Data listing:
•••••

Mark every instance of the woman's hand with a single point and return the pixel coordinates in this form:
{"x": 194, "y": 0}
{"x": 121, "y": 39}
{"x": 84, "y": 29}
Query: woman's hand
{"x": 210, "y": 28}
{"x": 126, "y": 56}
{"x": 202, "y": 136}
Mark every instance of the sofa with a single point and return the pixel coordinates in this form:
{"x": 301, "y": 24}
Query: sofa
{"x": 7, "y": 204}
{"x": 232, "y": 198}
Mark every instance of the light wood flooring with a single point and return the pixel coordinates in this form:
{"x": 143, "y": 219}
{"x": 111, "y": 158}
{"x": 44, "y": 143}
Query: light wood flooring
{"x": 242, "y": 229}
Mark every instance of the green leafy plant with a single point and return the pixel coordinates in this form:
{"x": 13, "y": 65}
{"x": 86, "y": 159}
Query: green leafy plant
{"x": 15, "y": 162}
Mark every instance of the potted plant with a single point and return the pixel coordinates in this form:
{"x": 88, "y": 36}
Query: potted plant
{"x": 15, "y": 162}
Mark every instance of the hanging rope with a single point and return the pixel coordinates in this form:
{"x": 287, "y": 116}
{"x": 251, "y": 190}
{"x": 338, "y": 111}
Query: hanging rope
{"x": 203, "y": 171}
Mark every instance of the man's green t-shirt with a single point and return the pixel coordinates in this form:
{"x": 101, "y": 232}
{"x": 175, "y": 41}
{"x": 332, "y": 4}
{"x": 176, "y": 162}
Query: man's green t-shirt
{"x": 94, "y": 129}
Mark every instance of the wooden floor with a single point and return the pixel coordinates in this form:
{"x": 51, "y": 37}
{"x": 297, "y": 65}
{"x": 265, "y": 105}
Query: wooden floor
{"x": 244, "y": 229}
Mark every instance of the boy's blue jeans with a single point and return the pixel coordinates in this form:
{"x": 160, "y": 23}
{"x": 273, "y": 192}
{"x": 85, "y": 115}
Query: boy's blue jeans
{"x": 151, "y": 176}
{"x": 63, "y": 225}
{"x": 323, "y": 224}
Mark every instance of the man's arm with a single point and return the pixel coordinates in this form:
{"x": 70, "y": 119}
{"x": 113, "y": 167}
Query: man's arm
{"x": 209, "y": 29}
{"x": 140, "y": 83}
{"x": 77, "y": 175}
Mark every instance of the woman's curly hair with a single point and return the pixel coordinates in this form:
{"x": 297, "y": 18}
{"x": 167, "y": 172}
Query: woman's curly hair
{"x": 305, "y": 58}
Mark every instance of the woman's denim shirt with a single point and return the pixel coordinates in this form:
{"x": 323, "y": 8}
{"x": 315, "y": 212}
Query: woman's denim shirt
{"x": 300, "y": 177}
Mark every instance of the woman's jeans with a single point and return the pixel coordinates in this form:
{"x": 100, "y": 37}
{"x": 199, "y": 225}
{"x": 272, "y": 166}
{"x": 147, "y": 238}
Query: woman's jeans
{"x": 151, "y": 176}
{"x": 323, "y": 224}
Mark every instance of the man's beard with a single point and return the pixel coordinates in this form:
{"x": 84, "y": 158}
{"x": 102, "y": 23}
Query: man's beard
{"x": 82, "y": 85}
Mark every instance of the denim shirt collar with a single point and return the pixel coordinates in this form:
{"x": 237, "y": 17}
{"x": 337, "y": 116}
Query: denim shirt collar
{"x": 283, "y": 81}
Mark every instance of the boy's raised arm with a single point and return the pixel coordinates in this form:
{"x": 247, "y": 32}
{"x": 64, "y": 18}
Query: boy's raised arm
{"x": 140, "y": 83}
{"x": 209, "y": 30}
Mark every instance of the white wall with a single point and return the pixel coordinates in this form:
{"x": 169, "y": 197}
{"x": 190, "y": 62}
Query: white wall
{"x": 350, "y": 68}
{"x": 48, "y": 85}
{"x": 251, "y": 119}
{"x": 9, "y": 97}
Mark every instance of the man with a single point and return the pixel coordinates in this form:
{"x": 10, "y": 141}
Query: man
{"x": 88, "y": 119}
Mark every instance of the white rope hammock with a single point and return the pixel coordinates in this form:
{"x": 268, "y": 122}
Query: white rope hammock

•••••

§ SHORT TASK:
Copy the records word for word, starting at the line containing "Mark every instance of the white rope" and continuing through the end of the records.

§ EXERCISE ANSWER:
Mark every instance of the white rope hammock with a single point and return the pixel coordinates in this form:
{"x": 268, "y": 122}
Query: white rope hammock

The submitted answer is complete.